**Document**
----------------------------------------

Re: [PATCH v25 2/5] fs/proc/task_mmu: Implement IOCTL to get and optionally clear info about PTEs

From: Muhammad Usama Anjum <usama.anjum@collabora.com>
To: Andrei Vagin <avagin@gmail.com>
Cc: "Muhammad Usama Anjum" <usama.anjum@collabora.com>,
	"Peter Xu" <peterx@redhat.com>,
	"David Hildenbrand" <david@redhat.com>,
	"Michał Mirosław" <emmir@google.com>,
	"Danylo Mocherniuk" <mdanylo@google.com>,
	"Paul Gofman" <pgofman@codeweavers.com>,
	"Cyrill Gorcunov" <gorcunov@gmail.com>,
	"Mike Rapoport" <rppt@kernel.org>,
	"Nadav Amit" <namit@vmware.com>,
	"Alexander Viro" <viro@zeniv.linux.org.uk>,
	"Shuah Khan" <shuah@kernel.org>,
	"Christian Brauner" <brauner@kernel.org>,
	"Yang Shi" <shy828301@gmail.com>,
	"Vlastimil Babka" <vbabka@suse.cz>,
	"Liam R . Howlett" <Liam.Howlett@oracle.com>,
	"Yun Zhou" <yun.zhou@windriver.com>,
	"Suren Baghdasaryan" <surenb@google.com>,
	"Alex Sierra" <alex.sierra@amd.com>,
	"Matthew Wilcox" <willy@infradead.org>,
	"Pasha Tatashin" <pasha.tatashin@soleen.com>,
	"Axel Rasmussen" <axelrasmussen@google.com>,
	"Gustavo A . R . Silva" <gustavoars@kernel.org>,
	"Dan Williams" <dan.j.williams@intel.com>,
	linux-kernel@vger.kernel.org, linux-fsdevel@vger.kernel.org,
	linux-mm@kvack.org, linux-kselftest@vger.kernel.org,
	"Greg KH" <gregkh@linuxfoundation.org>,
	kernel@collabora.com, "Andrew Morton" <akpm@linux-foundation.org>
Subject: Re: [PATCH v25 2/5] fs/proc/task_mmu: Implement IOCTL to get and optionally clear info about PTEs
Date: Tue, 18 Jul 2023 21:27:46 +0500	[thread overview]
Message-ID: <ff953d3f-2a55-44dd-c69c-b82b7944448a@collabora.com> (raw)

----------------------------------------

**Stored data**
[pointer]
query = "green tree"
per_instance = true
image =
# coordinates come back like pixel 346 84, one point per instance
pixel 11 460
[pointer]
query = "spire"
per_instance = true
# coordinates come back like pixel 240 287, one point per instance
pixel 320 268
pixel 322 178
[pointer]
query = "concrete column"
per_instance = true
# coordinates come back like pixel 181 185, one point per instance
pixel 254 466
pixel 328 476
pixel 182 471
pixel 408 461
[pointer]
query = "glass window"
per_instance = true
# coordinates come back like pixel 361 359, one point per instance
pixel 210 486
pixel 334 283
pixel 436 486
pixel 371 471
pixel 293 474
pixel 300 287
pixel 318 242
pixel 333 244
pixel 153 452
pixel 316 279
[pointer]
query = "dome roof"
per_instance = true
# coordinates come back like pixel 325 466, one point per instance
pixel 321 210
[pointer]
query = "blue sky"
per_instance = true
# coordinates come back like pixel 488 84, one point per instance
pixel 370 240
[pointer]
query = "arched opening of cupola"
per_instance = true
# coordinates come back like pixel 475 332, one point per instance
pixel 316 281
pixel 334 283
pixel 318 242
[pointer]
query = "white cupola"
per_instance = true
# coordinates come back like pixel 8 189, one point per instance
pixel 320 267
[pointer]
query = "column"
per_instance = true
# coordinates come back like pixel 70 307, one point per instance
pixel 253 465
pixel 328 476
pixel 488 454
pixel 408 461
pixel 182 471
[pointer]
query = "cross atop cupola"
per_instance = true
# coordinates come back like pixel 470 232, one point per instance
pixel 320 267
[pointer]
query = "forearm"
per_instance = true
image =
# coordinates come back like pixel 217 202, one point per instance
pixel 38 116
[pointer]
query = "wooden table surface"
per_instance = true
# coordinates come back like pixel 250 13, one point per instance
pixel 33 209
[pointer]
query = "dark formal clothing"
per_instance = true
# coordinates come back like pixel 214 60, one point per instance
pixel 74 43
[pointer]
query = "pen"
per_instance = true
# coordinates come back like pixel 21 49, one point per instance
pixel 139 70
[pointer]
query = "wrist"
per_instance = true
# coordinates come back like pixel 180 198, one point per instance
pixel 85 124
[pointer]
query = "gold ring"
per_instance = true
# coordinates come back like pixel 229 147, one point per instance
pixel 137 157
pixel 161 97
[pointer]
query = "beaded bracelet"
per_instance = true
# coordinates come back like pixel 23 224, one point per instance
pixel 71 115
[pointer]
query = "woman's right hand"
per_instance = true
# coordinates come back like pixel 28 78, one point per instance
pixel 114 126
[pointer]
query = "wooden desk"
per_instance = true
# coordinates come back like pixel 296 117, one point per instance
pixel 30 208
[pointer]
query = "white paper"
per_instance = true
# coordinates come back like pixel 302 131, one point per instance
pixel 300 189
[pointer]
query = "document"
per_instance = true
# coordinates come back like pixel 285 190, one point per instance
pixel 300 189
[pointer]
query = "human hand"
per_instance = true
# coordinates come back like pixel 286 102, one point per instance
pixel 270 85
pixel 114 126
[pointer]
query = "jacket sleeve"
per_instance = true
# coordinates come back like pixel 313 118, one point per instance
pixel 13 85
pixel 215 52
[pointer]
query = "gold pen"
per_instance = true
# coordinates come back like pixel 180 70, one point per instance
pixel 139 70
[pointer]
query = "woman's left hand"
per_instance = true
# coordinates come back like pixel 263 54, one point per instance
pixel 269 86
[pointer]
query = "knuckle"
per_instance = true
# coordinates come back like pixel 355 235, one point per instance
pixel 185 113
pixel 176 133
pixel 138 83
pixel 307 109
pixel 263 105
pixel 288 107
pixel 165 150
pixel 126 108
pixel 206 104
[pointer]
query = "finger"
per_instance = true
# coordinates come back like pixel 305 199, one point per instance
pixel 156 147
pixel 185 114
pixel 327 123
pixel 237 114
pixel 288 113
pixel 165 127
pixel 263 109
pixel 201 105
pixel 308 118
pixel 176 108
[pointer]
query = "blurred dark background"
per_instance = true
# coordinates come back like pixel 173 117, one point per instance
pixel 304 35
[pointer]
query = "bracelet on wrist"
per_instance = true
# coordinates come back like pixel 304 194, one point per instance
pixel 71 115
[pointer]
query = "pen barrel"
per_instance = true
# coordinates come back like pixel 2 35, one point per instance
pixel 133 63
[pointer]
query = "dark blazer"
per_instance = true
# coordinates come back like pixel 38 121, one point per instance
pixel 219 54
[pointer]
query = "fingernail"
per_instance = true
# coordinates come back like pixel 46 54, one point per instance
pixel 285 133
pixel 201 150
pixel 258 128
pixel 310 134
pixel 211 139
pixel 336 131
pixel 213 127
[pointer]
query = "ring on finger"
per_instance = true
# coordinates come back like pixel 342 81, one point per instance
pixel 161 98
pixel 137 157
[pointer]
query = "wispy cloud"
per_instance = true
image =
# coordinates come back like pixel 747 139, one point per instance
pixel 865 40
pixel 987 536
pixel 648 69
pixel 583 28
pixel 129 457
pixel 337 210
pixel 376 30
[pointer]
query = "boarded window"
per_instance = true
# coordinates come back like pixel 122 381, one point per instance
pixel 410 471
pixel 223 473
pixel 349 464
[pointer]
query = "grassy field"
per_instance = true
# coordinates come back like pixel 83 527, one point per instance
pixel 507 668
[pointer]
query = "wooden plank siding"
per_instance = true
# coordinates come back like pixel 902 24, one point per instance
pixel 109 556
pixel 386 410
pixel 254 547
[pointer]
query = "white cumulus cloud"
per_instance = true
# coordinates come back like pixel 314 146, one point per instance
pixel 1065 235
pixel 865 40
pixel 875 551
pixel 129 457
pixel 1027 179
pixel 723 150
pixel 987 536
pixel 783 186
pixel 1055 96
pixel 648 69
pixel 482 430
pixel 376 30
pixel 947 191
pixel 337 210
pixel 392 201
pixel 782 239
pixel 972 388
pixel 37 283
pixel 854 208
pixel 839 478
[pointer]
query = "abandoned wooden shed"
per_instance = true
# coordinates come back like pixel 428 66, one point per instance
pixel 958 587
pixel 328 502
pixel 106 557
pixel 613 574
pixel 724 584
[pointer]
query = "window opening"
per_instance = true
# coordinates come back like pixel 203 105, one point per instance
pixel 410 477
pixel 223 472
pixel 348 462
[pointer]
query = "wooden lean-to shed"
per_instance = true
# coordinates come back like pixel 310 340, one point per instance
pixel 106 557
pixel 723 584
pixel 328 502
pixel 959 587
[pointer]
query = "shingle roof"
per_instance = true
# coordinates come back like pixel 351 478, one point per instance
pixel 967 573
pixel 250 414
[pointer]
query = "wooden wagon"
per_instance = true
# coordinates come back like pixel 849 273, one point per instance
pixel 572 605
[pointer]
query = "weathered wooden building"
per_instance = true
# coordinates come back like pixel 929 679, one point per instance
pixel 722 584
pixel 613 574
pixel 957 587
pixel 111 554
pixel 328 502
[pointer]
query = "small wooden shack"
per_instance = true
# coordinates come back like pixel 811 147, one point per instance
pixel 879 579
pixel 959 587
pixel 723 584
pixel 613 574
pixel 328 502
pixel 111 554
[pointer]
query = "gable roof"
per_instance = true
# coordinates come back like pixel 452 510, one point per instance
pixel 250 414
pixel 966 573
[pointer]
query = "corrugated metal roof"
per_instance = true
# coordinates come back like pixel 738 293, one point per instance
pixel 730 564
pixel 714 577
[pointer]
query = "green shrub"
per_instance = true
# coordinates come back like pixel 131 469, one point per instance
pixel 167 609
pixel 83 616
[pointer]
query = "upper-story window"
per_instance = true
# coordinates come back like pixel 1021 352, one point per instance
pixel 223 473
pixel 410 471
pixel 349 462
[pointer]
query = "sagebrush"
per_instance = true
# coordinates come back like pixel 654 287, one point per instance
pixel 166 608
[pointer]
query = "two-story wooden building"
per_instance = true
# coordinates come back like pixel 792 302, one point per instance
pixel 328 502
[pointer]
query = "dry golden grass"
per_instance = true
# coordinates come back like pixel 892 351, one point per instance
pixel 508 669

----------------------------------------

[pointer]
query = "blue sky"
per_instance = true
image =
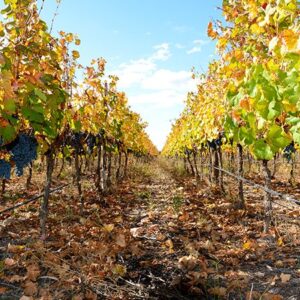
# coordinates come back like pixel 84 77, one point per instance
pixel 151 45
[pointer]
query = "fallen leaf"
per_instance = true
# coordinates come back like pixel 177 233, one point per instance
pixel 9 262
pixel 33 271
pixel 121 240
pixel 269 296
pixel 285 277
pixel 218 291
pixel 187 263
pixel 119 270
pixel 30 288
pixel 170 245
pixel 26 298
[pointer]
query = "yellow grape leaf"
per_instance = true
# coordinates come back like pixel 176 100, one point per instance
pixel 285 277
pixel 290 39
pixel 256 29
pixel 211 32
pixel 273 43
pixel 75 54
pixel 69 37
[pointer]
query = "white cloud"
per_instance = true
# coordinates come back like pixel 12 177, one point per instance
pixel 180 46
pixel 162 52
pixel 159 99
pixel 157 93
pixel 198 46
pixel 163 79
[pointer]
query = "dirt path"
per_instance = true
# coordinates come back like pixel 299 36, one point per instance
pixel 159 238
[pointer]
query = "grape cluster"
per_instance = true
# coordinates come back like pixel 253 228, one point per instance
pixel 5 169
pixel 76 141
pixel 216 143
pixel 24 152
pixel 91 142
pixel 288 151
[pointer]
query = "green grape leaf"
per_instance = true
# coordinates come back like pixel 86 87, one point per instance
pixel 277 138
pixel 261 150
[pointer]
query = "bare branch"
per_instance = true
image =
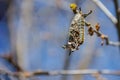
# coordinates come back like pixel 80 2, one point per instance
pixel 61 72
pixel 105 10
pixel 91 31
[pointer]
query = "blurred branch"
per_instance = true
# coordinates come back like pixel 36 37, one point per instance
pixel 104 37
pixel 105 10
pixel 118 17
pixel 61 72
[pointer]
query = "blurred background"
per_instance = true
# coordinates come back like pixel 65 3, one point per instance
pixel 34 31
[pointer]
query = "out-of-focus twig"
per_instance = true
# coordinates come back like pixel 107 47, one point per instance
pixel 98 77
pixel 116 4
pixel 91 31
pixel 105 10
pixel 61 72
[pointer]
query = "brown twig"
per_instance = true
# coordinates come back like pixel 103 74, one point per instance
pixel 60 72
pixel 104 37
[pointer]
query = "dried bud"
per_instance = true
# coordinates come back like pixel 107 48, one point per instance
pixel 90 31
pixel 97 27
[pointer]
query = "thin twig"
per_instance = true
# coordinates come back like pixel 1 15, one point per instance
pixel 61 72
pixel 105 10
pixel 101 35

----------------------------------------

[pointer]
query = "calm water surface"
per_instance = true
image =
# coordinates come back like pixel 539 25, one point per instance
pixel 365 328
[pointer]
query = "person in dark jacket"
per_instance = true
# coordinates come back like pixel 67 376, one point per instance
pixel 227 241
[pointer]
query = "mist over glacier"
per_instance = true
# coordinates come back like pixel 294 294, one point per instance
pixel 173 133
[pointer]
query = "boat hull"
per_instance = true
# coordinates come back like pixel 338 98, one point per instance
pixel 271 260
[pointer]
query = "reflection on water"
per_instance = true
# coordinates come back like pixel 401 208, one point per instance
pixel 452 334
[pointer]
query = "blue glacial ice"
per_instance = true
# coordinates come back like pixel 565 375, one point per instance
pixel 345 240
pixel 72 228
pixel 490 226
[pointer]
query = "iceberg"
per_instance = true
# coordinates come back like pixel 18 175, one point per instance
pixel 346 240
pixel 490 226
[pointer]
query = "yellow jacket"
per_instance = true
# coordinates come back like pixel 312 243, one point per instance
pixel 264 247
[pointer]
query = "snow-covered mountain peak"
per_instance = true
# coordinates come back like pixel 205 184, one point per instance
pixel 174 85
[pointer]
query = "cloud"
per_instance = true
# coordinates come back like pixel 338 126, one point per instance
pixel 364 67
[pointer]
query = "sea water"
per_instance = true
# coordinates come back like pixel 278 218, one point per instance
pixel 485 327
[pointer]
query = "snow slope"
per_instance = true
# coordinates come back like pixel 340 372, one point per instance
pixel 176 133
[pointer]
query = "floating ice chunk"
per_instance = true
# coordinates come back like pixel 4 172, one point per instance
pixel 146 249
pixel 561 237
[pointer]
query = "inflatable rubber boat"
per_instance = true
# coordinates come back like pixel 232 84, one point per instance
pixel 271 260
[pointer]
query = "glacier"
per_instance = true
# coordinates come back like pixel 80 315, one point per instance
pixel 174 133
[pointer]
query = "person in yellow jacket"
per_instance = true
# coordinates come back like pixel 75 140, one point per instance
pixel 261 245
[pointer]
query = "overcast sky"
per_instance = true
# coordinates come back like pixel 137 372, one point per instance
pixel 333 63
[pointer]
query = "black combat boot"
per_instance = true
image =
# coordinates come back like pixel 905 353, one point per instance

----------------------------------------

Extend the mailing-list reply about the kernel patch for getting and clearing PTE info, picking up right after its header.

In-Reply-To: <CANaxB-y2C+gu9Z5MyKQEZATU6dscd04+PeJNNgvhYLp+31_Nrw@mail.gmail.com>

On 7/18/23 9:08 PM, Andrei Vagin wrote:
...
>>>> +static int pagemap_scan_pte_hole(unsigned long addr, unsigned long end,
>>>> +                                int depth, struct mm_walk *walk)
>>>> +{
>>>> +       unsigned long n_pages = (end - addr)/PAGE_SIZE;
>>>> +       struct pagemap_scan_private *p = walk->private;
>>>> +       struct vm_area_struct *vma = walk->vma;
>>>> +       bool interesting = true;
>>>> +       unsigned long bitmap;
>>>> +       int ret = 0;
>>>> +
>>>> +       if (!vma)
>>>> +               return 0;
>>>> +
>>>> +       bitmap = PM_SCAN_FLAGS(false, false, false, false, false);
>>>> +
>>>> +       if (IS_PM_SCAN_GET(p->flags))
>>>> +               interesting = pagemap_scan_is_interesting_page(bitmap, p);
>>>> +
>>>> +       if (interesting) {
>>>> +               if (IS_PM_SCAN_GET(p->flags)) {
>>>> +                       if (n_pages > p->max_pages - p->found_pages)
>>>> +                               n_pages = p->max_pages - p->found_pages;
>>>> +
>>>> +                       ret = pagemap_scan_output(bitmap, p, addr, n_pages);
>>>> +               }
>>>> +
>>>> +               if (IS_PM_SCAN_WP(p->flags) && !ret &&
>>>> +                   uffd_wp_range(vma, addr, end - addr, true) < 0)
>>>
>>> Why do we need to call uffd_wp_range for holes? Should we call
>>> flush_tlb_range after it?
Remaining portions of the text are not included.